QUOTED PASSAGE:
++++
# Dorico 4 using divisi with VSL Special Edition - a big limitation?



## BenjaminParis (Jan 13, 2022)

Hi there,

I'm doing some divisi strings tests using the playback template of VSL Synchronized Special Edition.

I created a short line of music for violins, starting in unisson, then spliting into divisi. 

Having all of the Special Editions, I choose as a playback template Special Editions vol. 1-7. 

This should lead Dorico to pick, among the different strings library, the Dimension Strings one, in which you can decide, by a key swith, to hear 8, or 4 (there are two groups of 4), or 2 players (there are 4 groups of 2).

I wish by default Dorico would bring up the Dimension violin with 8 player. That would suit perfectly the unisson moments.

Unfortunately it chooses to have only 4 (first group).

When I turn the irv button it creates a second vst with Dimension Strings and assigns it to the other 4 players (the second group).

Which leads to this: when in unisson I have 4 players, when in divisi mode I have 8.

When it should be: 8 players in unisson, and in divisi 4 players playing a line, 4 other players playing another line.

Did I miss something, or is it a limitation-a big one?

In a perfect world, Dorico should create three instruments per track when it comes to unisson...

A bit annoying too: when a VSL Synchron library loads, it's with Velocity XF turned off, making all the progressive dynamics impossible... you have to turn it on instrument by instrument... Or, again, did I miss something?

Thanks for your advices...

Best,

B.

PS: still, I think Dorico is a wonderful software!


----------



## Gil (Jan 14, 2022)

Hello,
Perhaps you'll have answers posting your questions on Dorico forum and/or VSL notation forum.
I'm interested in the answers you'll receive 
Regards,
Gil.


----------



## BenjaminParis (Jan 14, 2022)

Thanks for the hint, Gil, I will give it a try! Best, B.


----------



## BenjaminParis (Jan 14, 2022)

Daniel, at Dorico, answered to tell the playback templates depend on VSL, so I will wait for their answer (I posted my message on both forums, Dorico and VSL).
++++
DATA LINES:
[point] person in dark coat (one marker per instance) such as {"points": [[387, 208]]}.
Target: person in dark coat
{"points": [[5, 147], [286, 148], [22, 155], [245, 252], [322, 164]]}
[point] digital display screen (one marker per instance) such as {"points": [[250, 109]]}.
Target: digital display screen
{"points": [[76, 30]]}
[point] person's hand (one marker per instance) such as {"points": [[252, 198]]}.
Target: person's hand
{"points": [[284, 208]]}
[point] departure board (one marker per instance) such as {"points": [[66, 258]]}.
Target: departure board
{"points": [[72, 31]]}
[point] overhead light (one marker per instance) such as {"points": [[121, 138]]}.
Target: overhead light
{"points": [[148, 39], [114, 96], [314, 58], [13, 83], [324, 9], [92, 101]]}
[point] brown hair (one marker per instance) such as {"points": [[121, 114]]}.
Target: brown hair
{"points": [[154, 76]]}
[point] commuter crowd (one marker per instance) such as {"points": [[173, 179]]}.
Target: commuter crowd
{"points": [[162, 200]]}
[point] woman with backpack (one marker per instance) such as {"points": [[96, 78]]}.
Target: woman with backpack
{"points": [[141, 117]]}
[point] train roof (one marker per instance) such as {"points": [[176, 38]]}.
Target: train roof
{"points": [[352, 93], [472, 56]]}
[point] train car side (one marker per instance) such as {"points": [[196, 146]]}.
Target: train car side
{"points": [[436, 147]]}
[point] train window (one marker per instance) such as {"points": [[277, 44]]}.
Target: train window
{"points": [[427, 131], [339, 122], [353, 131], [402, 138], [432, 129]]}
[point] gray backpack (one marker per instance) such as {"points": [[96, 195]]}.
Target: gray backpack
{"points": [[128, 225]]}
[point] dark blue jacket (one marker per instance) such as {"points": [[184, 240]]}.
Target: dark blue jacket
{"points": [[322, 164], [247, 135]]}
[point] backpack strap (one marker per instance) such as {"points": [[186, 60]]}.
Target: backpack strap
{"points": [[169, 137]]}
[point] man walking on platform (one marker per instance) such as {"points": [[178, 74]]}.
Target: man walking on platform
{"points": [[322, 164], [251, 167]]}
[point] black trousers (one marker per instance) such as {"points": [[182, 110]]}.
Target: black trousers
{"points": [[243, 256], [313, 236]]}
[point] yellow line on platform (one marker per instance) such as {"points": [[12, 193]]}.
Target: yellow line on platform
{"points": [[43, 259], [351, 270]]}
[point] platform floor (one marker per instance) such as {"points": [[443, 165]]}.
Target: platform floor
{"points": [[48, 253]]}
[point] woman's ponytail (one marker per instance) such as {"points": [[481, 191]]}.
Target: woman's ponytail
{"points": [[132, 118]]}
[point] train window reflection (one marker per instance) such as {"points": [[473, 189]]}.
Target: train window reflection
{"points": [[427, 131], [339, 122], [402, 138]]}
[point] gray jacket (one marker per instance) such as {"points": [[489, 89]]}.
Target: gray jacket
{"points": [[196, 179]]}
++++
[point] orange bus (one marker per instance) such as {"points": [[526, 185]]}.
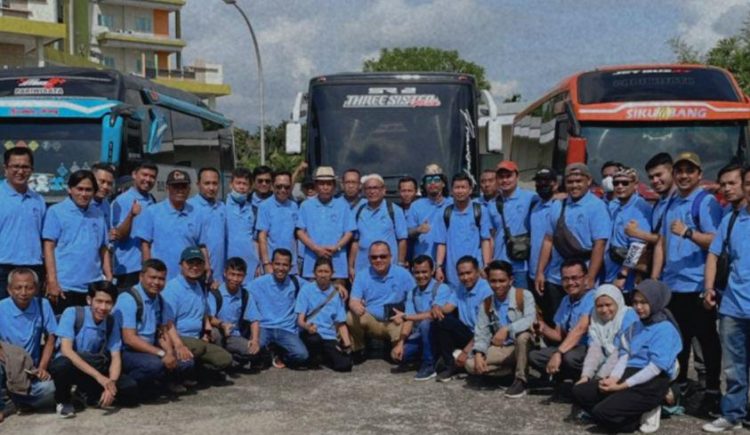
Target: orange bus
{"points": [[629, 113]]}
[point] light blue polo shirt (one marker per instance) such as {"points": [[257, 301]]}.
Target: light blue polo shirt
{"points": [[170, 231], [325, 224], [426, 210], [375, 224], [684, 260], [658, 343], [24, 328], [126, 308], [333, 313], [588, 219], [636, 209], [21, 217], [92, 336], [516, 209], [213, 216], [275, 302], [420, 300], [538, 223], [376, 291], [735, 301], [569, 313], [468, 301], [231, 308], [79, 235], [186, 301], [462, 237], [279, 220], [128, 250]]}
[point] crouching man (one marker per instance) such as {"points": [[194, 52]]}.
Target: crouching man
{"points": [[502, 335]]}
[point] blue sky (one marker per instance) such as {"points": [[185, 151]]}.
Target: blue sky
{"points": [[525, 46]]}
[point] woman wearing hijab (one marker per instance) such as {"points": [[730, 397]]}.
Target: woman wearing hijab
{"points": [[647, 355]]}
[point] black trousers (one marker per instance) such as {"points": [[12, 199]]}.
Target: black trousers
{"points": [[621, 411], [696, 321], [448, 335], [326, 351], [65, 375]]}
++++
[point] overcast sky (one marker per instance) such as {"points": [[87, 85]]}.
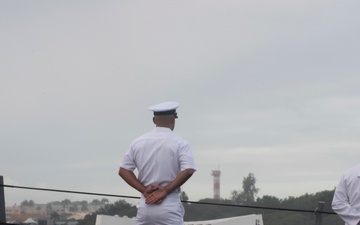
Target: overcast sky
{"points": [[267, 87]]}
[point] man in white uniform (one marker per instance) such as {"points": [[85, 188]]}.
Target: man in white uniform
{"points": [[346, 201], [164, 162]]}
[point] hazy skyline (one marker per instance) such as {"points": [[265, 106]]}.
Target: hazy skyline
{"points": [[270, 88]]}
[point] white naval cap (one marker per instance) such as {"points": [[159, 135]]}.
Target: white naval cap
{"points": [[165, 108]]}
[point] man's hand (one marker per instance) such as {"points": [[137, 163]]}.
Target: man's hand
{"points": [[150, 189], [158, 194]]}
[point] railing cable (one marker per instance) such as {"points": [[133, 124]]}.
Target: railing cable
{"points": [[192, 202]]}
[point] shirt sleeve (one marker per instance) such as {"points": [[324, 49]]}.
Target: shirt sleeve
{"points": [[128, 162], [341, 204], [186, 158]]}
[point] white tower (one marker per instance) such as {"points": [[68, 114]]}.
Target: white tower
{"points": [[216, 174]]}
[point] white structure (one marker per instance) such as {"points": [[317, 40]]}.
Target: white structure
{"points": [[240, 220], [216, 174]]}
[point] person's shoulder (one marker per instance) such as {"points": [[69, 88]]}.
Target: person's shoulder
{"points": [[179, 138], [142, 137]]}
++++
TASK TO COMPLETE:
Write the next part of the forum thread on Dorico divisi with VSL Special Edition, picking up after its last post.

EXERCISE OUTPUT:
----------



## ptram (Jan 14, 2022)

I think you should use different voices for each of the divisi part. A voice can be routed to a different VST instrument. So, you will have:

- an 8 Vni instance of DimStrings for the _Tutti_ part;
- a 4 Vni instance for _divisi a_ (Voice 1)
- a 4 Vni instance for _divisi b_ (Voice 2)

The 4-Vni desk can be selected manually.

Paolo


----------



## BenjaminParis (Jan 14, 2022)

Thanks ptram. In Dorico 3.5 there was this option, bit I thought it was limited to two instruments per track, wasn’t it? In Dorico 4 it became « irv » but it seems like it more or less works the same way. A workaround would be to use down and up stems maybe, as it seems like it does generate a sub-track when in irv. I’m not in front of my computer and will hardly be during the we but that could work. Not the most easy way though (even if it works)…


----------



## BenjaminParis (Jan 14, 2022)

Oh sorry i just realize this is what you suggested… Thanks!


----------



## wcreed51 (Feb 2, 2022)

What does IRV stand for?


----------



## BenjaminParis (Feb 2, 2022)

wcreed51 said:


> What does IRV stand for?


No idea. But I realised it replaces the previous function (forgot its name) enabling the split of voices to another instrument. (Sorry for my bad English.)


----------



## ssnowe (Feb 2, 2022)

wcreed51 said:


> What does IRV stand for?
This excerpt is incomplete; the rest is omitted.